Extend the forum thread below about the Clear Creek break-in, picking up right after its final line.

**** EXCERPTED TEXT ****

# Clear Creek Thieves!



## mattoak (Apr 29, 2013)

Used to keep one of these shoved way way up top in the wheel well. Magnetic so it sticks to the strut mount area. You can put it anywhere though, and if in a good spot there's no way a thief would ever find it or know what they were feeling.


----------



## CBrown (Oct 28, 2004)

That's terrible. Getting robbed is such a violation. Thanks for the heads up.


----------



## Danny-ob (May 14, 2014)

tuck your keys into your suspension is what i always do they are impossible to see and only found by feeling in exactly the right place.


----------



## seanski06 (Apr 1, 2011)

That sucks big time but atleast they left you with the car and keys


----------



## craven_morhead (Feb 20, 2007)

If you're stashing keys, be aware of who can see you stash them. Hiding keys in a sneaky suspension spot doesn't do much good if someone sees you digging in your wheel well from 100 yards away.


----------



## formerflatlander (Aug 8, 2013)

My Astral has a deep velcro pocket. Ignition and door key go with. Other keys put someplace out of sight. Or possibly put a spare set hidden with the magnetic box. Then no one can see you hiding them.


----------



## glenn (May 13, 2009)

Shitty. That canyon is notorious for break-ins. Hope you two are having a good trip otherwise. I've got my spy network on the lookout for the stolen goods.


----------



## SteamboatBORN (Sep 22, 2012)

**** ROWS ****

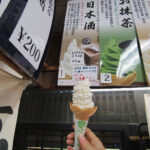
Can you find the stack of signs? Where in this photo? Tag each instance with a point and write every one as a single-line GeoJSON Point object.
{"type": "Point", "coordinates": [80, 47]}
{"type": "Point", "coordinates": [11, 89]}
{"type": "Point", "coordinates": [24, 31]}
{"type": "Point", "coordinates": [120, 62]}
{"type": "Point", "coordinates": [141, 13]}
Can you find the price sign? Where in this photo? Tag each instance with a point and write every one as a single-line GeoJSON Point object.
{"type": "Point", "coordinates": [3, 6]}
{"type": "Point", "coordinates": [77, 57]}
{"type": "Point", "coordinates": [32, 31]}
{"type": "Point", "coordinates": [106, 78]}
{"type": "Point", "coordinates": [61, 73]}
{"type": "Point", "coordinates": [82, 72]}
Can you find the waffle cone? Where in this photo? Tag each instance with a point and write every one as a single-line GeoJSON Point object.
{"type": "Point", "coordinates": [82, 114]}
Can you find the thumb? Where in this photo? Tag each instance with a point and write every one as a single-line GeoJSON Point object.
{"type": "Point", "coordinates": [84, 143]}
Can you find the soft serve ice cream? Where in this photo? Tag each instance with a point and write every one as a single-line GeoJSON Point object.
{"type": "Point", "coordinates": [65, 63]}
{"type": "Point", "coordinates": [82, 108]}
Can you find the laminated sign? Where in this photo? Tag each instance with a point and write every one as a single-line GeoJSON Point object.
{"type": "Point", "coordinates": [24, 39]}
{"type": "Point", "coordinates": [141, 14]}
{"type": "Point", "coordinates": [120, 62]}
{"type": "Point", "coordinates": [11, 89]}
{"type": "Point", "coordinates": [80, 47]}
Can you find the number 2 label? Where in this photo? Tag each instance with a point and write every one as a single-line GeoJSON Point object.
{"type": "Point", "coordinates": [106, 78]}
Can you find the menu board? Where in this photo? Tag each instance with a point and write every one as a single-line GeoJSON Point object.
{"type": "Point", "coordinates": [120, 62]}
{"type": "Point", "coordinates": [141, 14]}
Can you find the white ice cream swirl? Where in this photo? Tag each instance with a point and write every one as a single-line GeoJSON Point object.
{"type": "Point", "coordinates": [82, 96]}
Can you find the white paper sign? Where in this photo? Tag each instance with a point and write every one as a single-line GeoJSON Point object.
{"type": "Point", "coordinates": [82, 72]}
{"type": "Point", "coordinates": [77, 57]}
{"type": "Point", "coordinates": [3, 6]}
{"type": "Point", "coordinates": [10, 93]}
{"type": "Point", "coordinates": [32, 31]}
{"type": "Point", "coordinates": [106, 78]}
{"type": "Point", "coordinates": [61, 73]}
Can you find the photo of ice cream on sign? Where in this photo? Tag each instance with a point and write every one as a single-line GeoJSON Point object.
{"type": "Point", "coordinates": [79, 58]}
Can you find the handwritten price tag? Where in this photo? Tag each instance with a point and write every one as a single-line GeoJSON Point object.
{"type": "Point", "coordinates": [32, 31]}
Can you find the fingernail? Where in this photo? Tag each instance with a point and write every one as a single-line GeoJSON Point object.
{"type": "Point", "coordinates": [67, 141]}
{"type": "Point", "coordinates": [82, 138]}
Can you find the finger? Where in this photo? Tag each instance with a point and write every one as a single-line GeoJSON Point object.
{"type": "Point", "coordinates": [84, 144]}
{"type": "Point", "coordinates": [69, 148]}
{"type": "Point", "coordinates": [73, 126]}
{"type": "Point", "coordinates": [70, 142]}
{"type": "Point", "coordinates": [90, 134]}
{"type": "Point", "coordinates": [96, 142]}
{"type": "Point", "coordinates": [70, 136]}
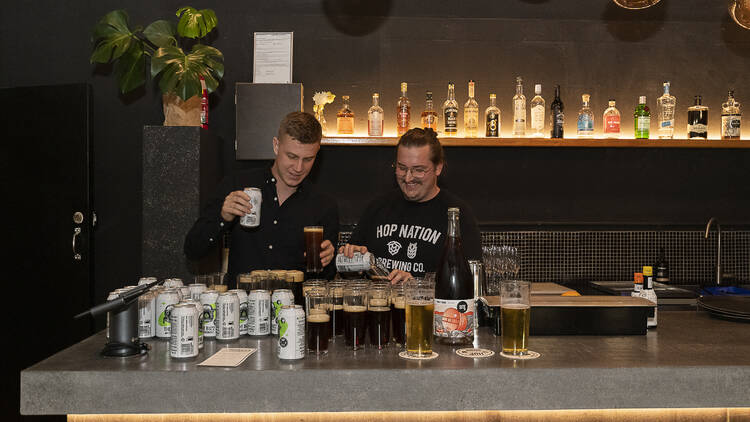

****

§ THE ANSWER
Get a Ford, they all have a keypad on drivers door. I love the fact I can leave keys in truck and not have to have them on ski mtn or river.


----------



## GearDog (Jun 3, 2009)

*This is a great solution*

Hitch Safe, Key Storage Hitches, Hide Car Key, Auto Key Safe, Trailer Hitch Covers, Receivers

Hope this can help others.

Lenny.


----------



## glenn (May 13, 2009)

GearDog said:


> Hitch Safe, Key Storage Hitches, Hide Car Key, Auto Key Safe, Trailer Hitch Covers, Receivers
> 
> Hope this can help others.
> 
> Lenny.



I've seen these in the past but the price is kind of steep and a 4 digit combo sitting at a multiday take-out isn't really all that safe anways. I can easily keep a key in my PFD and a hide-a-key safely tucked away for more legitimate "emergency" type situations.


----------



## wildh2onriver (Jul 21, 2009)

glenn said:


> I've seen these in the past but the price is kind of steep and a 4 digit combo sitting at a multiday take-out isn't really all that safe anways. I can easily keep a key in my PFD and a hide-a-key safely tucked away for more legitimate "emergency" type situations.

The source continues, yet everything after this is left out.